"Jesus Says" is a song by Ash, released as the first single from their album Nu-Clear Sounds on 21 September 1998, reaching number 15 in the UK singles chart. It was released as a single CD, a 7" vinyl, and as a cassette. "Jesus Says", despite its considerably low chart placing was Ash's highest ever selling single until "Shining Light" in 2001. The 7" version came with a picture sleeve and the UK promo version came in a custom rice paper picture wallet.

"Jesus Says" introduced the world to Ash's second full-length album, and left some fans baffled by its more raw sound. Nevertheless, it was a hit for the band and is considered somewhat of a fan favourite. Tim said of the song: 'This was written at the height of our touring madness'. It's about being hung over and homesick in New York City - 'a million light years from home'. The song may have also originally been called "Ditto". Tim Wheeler has stated the song has no religious meaning, although that did not stop some controversy being built over it. A promo poster showing a cartoon Jesus saying "Ash" was heavily criticised.

The song also appears on the "Intergalactic Sonic 7″s" hits collection, and live versions can be found on the "Tokyo Blitz" DVD and the "Numbskull" EP. Additionally, a remix of the song was recorded as a B-side for the "Shining Light" single. The Shining Light remix was also released as a white label 12".

The song was remixed for American release by Butch Vig. The song featured in the soundtrack for the film Swimfan.

B-sides
The B-side "Radiation" appeared on the CD 1 version of the single and was a definite indicator to the tone of the upcoming album.

"Dancing on the Moon" also appeared on the CD1 version. It was also Ash's first single to be released in 2CD formats. This caused unrest within the band who were unhappy to do B-sides purely just for chart reasons. Rick did not turn up for the recording session, so Danny Goffey of Supergrass recorded the drumming for this track instead.

_Request 1_. Say whether each statement agrees with the text about "Jesus Says," answering yes or no and quoting the deciding words. (a) The song reached number 15 in the UK singles chart. (b) Tim Wheeler has said the song carries a religious meaning. (c) Rick played drums on "Dancing on the Moon."

_Provided data_.
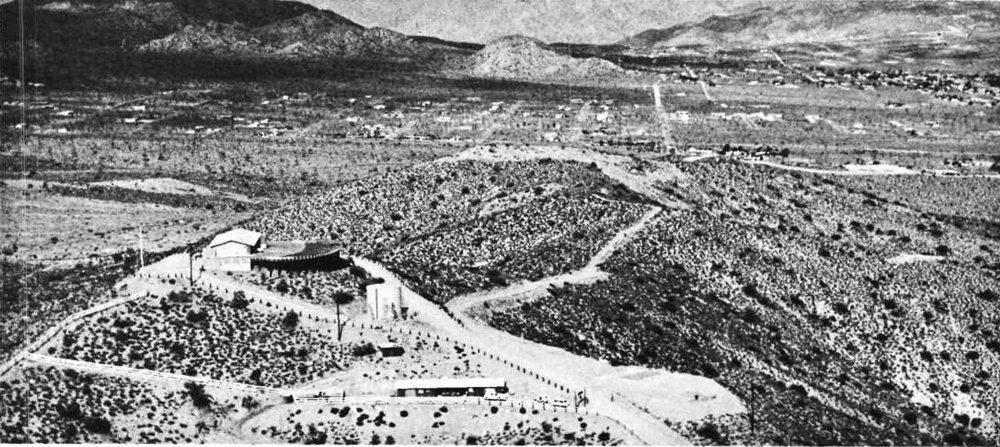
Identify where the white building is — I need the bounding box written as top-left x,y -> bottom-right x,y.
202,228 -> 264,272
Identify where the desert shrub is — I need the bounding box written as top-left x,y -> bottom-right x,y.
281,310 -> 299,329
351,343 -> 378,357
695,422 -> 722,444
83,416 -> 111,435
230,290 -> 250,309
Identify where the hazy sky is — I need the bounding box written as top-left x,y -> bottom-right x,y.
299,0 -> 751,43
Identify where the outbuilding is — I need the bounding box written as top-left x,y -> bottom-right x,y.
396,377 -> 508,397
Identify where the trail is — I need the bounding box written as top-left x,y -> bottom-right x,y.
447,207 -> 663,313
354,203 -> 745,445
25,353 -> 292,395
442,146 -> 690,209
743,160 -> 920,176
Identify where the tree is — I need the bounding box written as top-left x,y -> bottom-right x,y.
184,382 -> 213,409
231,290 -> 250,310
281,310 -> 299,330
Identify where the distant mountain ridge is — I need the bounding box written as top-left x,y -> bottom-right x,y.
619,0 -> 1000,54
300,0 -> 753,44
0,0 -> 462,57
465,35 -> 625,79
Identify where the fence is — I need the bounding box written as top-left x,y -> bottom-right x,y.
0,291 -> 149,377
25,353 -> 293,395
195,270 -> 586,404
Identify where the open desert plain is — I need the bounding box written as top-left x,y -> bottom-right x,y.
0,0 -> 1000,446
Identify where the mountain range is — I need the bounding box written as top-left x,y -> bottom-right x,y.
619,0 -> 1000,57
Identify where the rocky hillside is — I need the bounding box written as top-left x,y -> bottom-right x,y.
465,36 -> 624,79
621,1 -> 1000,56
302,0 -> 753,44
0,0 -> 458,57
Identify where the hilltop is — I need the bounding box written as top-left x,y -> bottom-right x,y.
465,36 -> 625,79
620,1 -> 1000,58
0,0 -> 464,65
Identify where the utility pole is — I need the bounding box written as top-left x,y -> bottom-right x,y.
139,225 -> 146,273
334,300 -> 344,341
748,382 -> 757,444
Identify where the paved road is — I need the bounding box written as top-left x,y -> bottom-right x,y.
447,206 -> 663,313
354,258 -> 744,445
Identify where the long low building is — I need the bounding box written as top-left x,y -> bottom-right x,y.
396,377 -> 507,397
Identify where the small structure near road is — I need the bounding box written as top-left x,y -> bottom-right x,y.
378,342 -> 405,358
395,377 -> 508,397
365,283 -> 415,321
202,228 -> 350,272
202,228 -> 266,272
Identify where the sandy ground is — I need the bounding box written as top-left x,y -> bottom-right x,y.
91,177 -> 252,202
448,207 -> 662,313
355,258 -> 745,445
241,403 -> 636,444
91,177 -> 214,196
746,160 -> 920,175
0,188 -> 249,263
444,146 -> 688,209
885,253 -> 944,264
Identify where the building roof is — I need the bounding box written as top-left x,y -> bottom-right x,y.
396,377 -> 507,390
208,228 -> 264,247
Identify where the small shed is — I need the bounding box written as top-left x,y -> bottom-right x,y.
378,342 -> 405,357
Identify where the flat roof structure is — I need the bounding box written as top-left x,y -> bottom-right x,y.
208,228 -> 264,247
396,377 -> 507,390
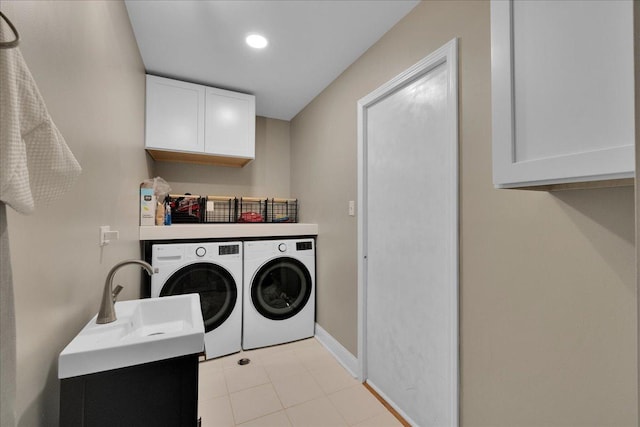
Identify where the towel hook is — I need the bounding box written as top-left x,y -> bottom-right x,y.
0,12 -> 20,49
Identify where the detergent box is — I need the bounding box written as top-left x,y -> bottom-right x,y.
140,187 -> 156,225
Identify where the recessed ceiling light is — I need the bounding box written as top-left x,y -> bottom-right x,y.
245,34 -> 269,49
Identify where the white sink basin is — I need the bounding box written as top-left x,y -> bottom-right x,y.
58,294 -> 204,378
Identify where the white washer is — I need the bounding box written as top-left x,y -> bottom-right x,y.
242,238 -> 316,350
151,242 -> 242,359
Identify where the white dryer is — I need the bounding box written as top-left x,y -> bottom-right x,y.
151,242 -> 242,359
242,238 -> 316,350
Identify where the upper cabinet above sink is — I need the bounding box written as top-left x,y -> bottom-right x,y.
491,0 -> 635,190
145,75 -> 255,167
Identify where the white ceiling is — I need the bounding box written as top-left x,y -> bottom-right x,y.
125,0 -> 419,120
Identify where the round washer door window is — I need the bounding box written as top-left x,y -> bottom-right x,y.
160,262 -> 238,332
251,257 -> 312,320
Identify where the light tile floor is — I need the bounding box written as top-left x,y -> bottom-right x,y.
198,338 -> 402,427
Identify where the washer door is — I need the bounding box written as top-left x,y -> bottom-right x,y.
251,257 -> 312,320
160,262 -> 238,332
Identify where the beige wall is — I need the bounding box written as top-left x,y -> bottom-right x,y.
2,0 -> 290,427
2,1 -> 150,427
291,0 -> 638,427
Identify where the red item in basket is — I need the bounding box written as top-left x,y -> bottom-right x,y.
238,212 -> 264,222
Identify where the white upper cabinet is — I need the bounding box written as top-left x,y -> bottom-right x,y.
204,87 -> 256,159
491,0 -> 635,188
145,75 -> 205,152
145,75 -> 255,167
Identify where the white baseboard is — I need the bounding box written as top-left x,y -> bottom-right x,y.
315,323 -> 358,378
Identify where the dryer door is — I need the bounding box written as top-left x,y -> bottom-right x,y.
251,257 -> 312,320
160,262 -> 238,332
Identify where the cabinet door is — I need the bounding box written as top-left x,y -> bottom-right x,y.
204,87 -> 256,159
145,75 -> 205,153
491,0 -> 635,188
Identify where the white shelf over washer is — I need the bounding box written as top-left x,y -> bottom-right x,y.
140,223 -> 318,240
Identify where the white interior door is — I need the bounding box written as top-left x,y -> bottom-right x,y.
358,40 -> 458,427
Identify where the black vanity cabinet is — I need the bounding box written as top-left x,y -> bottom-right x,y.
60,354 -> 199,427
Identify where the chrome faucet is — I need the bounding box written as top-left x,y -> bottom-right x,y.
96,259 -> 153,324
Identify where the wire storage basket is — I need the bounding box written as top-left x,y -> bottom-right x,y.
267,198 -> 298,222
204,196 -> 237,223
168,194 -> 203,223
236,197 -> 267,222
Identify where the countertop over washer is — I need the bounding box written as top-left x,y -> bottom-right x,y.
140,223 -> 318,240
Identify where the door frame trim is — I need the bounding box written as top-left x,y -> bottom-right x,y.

_Request 2_. In the listing, update the lines from the first line through the one holding "396,377 -> 508,397", inclusive, by putting "storage shed" in place of "outbuilding" and keeping everything else the same. Return only those lines, without the pictures.

_Correct response 1_.
(a) Yes: "reaching number 15 in the UK singles chart"
(b) No: "Tim Wheeler has stated the song has no religious meaning"
(c) No: "Rick did not turn up for the recording session, so Danny Goffey of Supergrass recorded the drumming for this track instead."

_Correct response 2_.
Identify where the white building is — I need the bounding box written as top-left x,y -> bottom-right x,y.
202,228 -> 264,272
Identify where the desert shrub is — I need the bounding box written as top-left x,y -> bottom-right x,y.
281,310 -> 299,329
351,343 -> 378,357
695,422 -> 722,444
83,416 -> 111,435
230,290 -> 250,309
Identify where the hazy sky is — I need the bounding box written as top-left x,y -> bottom-right x,y.
299,0 -> 751,43
Identify where the storage shed is — I need the bounding box written as top-left x,y -> bottom-right x,y.
396,377 -> 508,397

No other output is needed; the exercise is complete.